• To be done: Could you rewrite the lines below with "marker" swapped for "pin" wherever it occurs, keeping everything else the same and omitting the pictures?

• Exercise input:
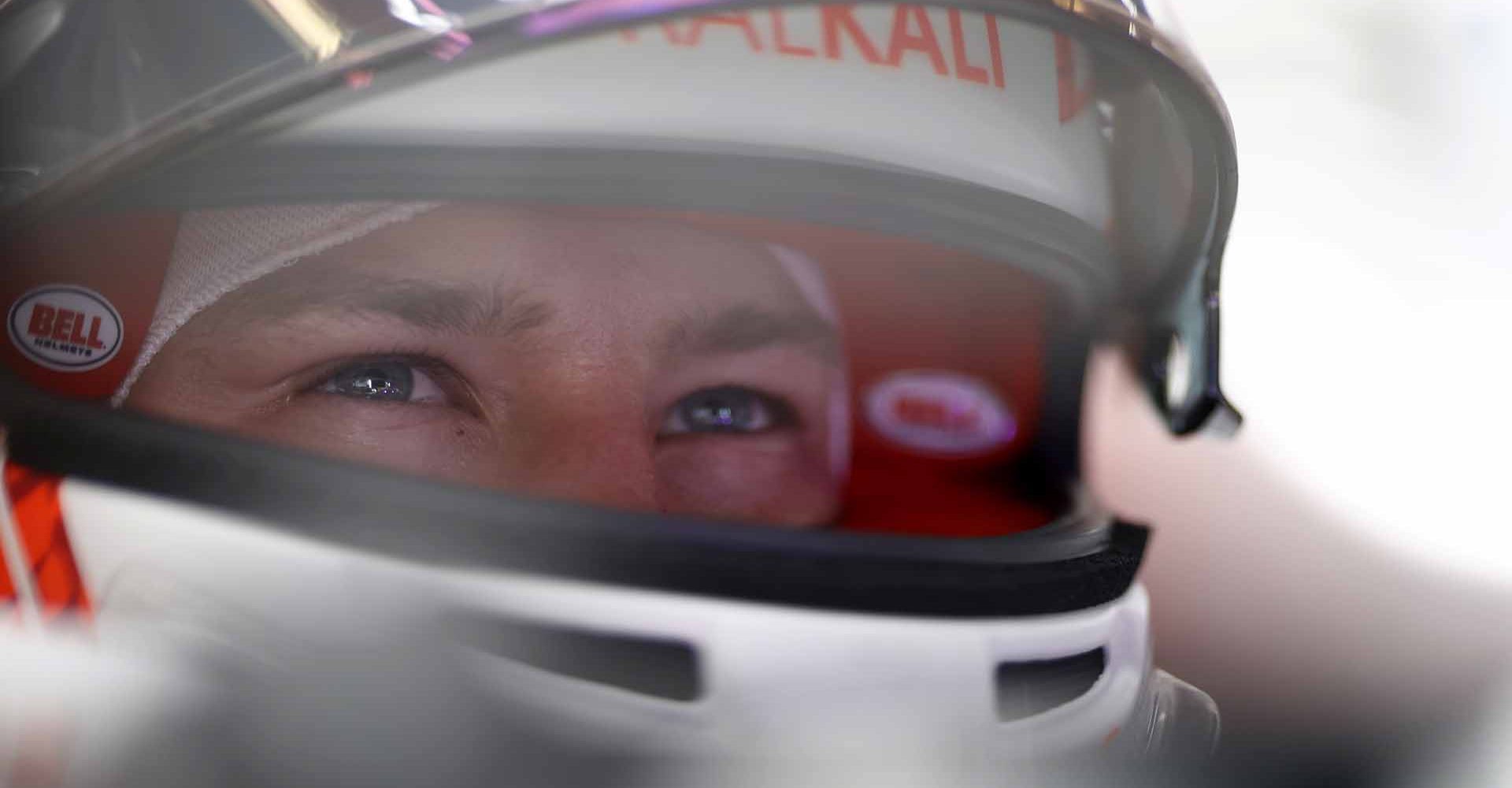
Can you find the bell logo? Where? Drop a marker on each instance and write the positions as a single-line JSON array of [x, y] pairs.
[[65, 327], [947, 414], [939, 413]]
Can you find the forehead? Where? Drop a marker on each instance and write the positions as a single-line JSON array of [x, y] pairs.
[[560, 253]]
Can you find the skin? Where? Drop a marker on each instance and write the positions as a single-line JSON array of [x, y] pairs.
[[555, 351]]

• Expected answer:
Can you find the bell logo? Where? Drop a pin on each instance and write the positions as a single-line JSON array of [x, y] pairs.
[[65, 327], [947, 414], [939, 413]]
Can you find the forehead? Where? Drop a pin on each instance and write the positions as a single-line JSON array of [x, y] pairs.
[[560, 253]]
Can you find the skin? Where? Drop a pin on each instance and write the positions as a single-line JSON array of [x, y] pairs.
[[555, 351]]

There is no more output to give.